DATA RECORDS =
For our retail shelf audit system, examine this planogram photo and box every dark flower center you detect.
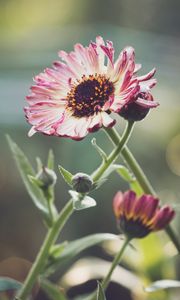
[67,74,114,118]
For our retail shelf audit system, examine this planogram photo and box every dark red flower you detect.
[113,191,175,238]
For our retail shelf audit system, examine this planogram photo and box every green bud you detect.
[72,173,93,193]
[36,167,57,189]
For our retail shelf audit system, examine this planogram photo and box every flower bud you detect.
[36,167,57,188]
[119,92,153,121]
[72,173,93,193]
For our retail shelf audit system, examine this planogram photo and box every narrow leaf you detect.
[97,282,106,300]
[145,279,180,293]
[47,149,54,170]
[7,136,48,216]
[40,279,67,300]
[46,233,118,275]
[36,157,43,173]
[0,277,22,292]
[59,166,73,186]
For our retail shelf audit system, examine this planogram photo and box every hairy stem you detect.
[102,238,130,290]
[16,122,133,300]
[105,128,180,253]
[16,200,73,300]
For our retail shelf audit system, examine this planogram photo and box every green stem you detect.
[16,200,73,300]
[92,122,134,181]
[102,238,131,290]
[105,128,180,253]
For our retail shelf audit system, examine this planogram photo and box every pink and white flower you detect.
[25,37,158,140]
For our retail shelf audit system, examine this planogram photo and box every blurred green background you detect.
[0,0,180,300]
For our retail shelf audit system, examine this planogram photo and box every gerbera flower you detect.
[25,37,157,140]
[113,191,175,238]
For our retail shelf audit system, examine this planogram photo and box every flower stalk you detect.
[105,128,180,253]
[102,237,131,290]
[16,122,133,300]
[92,121,134,181]
[16,200,73,300]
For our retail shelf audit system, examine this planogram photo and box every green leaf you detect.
[36,157,43,173]
[40,279,67,300]
[97,282,106,300]
[69,190,96,210]
[145,279,180,293]
[7,136,49,218]
[59,166,73,186]
[91,138,107,161]
[0,277,22,292]
[47,149,54,170]
[46,233,118,275]
[104,164,143,196]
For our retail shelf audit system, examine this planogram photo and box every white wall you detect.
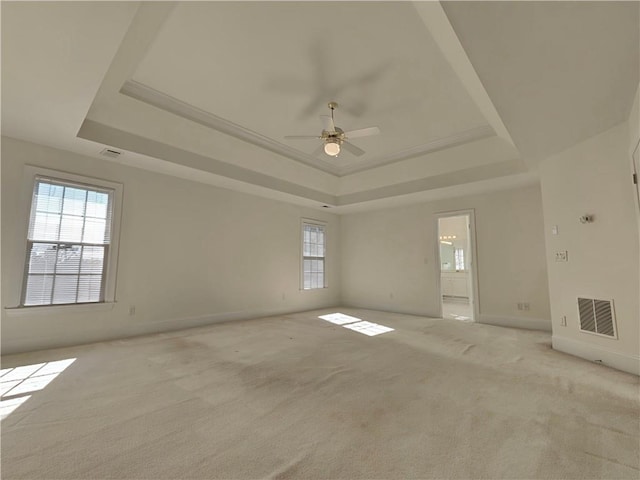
[540,122,640,374]
[341,186,550,329]
[1,137,340,353]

WHAT YOU HAVE TO DO = Convert the listing above into a numbered list that skips blank lines and leaves out the pictures.

TASK RESPONSE =
1. For our retail shelf audit system, examine this planogram photo and box every dark flower center you detect.
2. [67,74,114,118]
3. For our retail shelf audit system, examine this planogram photo and box every dark red flower you detect.
4. [113,191,175,238]
5. For our retail shelf audit system, examine this planogram photo and box every green bud you detect.
6. [72,173,93,193]
7. [36,167,57,189]
8. For our retail shelf audit system, examine this planogram photo and box every flower bud you detect.
9. [36,167,57,188]
10. [119,92,153,121]
11. [72,173,93,193]
12. For our retail shelf audit system, examine this planogram photo and box every narrow leaf you detect.
13. [97,282,106,300]
14. [145,279,180,293]
15. [47,149,54,170]
16. [7,136,48,216]
17. [40,279,67,300]
18. [46,233,118,275]
19. [36,157,43,173]
20. [0,277,22,292]
21. [59,166,73,186]
22. For our retail shelf audit system, examine this planogram photo and box every hairy stem you detect.
23. [102,238,130,290]
24. [16,122,133,300]
25. [105,128,180,253]
26. [16,200,73,300]
27. For our retail shelf audit system, examine this planogram photo and box every green stem you detect.
28. [16,200,73,300]
29. [92,122,134,181]
30. [102,238,131,290]
31. [105,128,180,253]
32. For our retail shelf audit system, examine this planogram photo and box every pink and white flower you detect.
33. [25,37,158,140]
34. For our retail shelf audit system, examine this planogram photo and box every blurred green background you detect.
35. [0,0,180,300]
36. For our retail shelf audit system, examine this planogram photo and box every gerbera flower you detect.
37. [25,37,157,140]
38. [113,191,175,238]
39. For our retail shelf audit system, examine this planogram photo and box every flower stalk you detect.
40. [105,128,180,253]
41. [102,237,131,290]
42. [16,122,133,300]
43. [92,121,134,181]
44. [16,200,73,300]
45. For our retail shelf audit system, examine this planogram photo and box every green leaf you detect.
46. [36,157,43,173]
47. [40,279,67,300]
48. [97,282,106,300]
49. [69,190,96,210]
50. [145,279,180,293]
51. [7,136,49,218]
52. [59,166,73,186]
53. [91,138,107,161]
54. [0,277,22,292]
55. [47,149,54,170]
56. [46,233,118,275]
57. [104,164,143,196]
58. For our retail shelf audit system, examine this planogram photo and box every white wall you detect.
59. [540,122,640,374]
60. [341,186,550,329]
61. [1,137,340,353]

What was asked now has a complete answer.